(Referring expression pointing data)

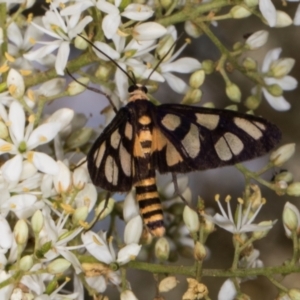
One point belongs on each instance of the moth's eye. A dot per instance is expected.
(144, 89)
(132, 88)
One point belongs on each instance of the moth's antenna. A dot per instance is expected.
(94, 90)
(159, 62)
(88, 41)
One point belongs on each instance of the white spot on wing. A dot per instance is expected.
(172, 155)
(98, 155)
(125, 160)
(115, 139)
(222, 149)
(248, 127)
(260, 125)
(111, 170)
(128, 131)
(191, 141)
(234, 143)
(209, 121)
(171, 122)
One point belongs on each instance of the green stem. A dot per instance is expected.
(250, 174)
(190, 13)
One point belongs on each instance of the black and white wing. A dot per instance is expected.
(193, 138)
(110, 161)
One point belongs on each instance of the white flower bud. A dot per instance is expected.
(282, 154)
(197, 79)
(291, 218)
(252, 102)
(57, 266)
(199, 251)
(62, 181)
(192, 96)
(284, 176)
(249, 63)
(128, 295)
(239, 12)
(164, 46)
(133, 230)
(80, 177)
(21, 232)
(251, 3)
(293, 189)
(15, 83)
(162, 249)
(3, 131)
(282, 67)
(275, 90)
(148, 31)
(80, 43)
(80, 214)
(294, 294)
(108, 209)
(26, 263)
(282, 19)
(191, 219)
(75, 88)
(257, 39)
(233, 92)
(167, 284)
(192, 30)
(79, 137)
(37, 222)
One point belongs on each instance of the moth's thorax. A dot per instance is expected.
(138, 94)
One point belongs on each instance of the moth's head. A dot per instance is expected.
(137, 92)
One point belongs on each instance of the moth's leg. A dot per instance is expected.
(177, 192)
(96, 218)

* [EXERCISE OBJECTIVE]: Print the data again word for word, pictures excluded.

* [EXERCISE SOLUTION]:
One point belongs on each instance of the moth's eye. A dot per instance is expected.
(144, 89)
(132, 88)
One point belongs on each instance of the moth's antenna. A dot per instance is expected.
(94, 90)
(159, 62)
(88, 41)
One point belongs on each instance of the white spot on wing. A dot per instance is expected.
(172, 155)
(98, 155)
(125, 160)
(115, 139)
(222, 149)
(248, 127)
(260, 125)
(111, 170)
(128, 131)
(191, 141)
(234, 143)
(209, 121)
(171, 122)
One point belongs on each instance of the green stem. A dot per instance is expected.
(250, 174)
(190, 13)
One point belongs on each instance of the black and white wing. A dot per instance is expected.
(193, 138)
(110, 161)
One point belongs on each instance of the white flower bud. A dot per instance is expected.
(282, 154)
(197, 79)
(291, 218)
(252, 102)
(57, 266)
(199, 251)
(62, 181)
(192, 96)
(284, 176)
(249, 63)
(128, 295)
(239, 12)
(164, 46)
(133, 230)
(80, 177)
(21, 232)
(251, 3)
(293, 189)
(15, 83)
(162, 249)
(3, 131)
(282, 67)
(275, 90)
(148, 31)
(80, 43)
(80, 214)
(294, 294)
(108, 209)
(26, 263)
(282, 19)
(191, 219)
(75, 88)
(257, 39)
(233, 92)
(167, 284)
(192, 30)
(79, 137)
(37, 222)
One point belongs on each instance of the moth's thorax. A dot per instance is expected.
(138, 94)
One point belongs on each instance of the moth's head. A dot per instance is expected.
(137, 92)
One point belongs on each instance of the moth's leg. A dot per instance is expected.
(177, 192)
(96, 218)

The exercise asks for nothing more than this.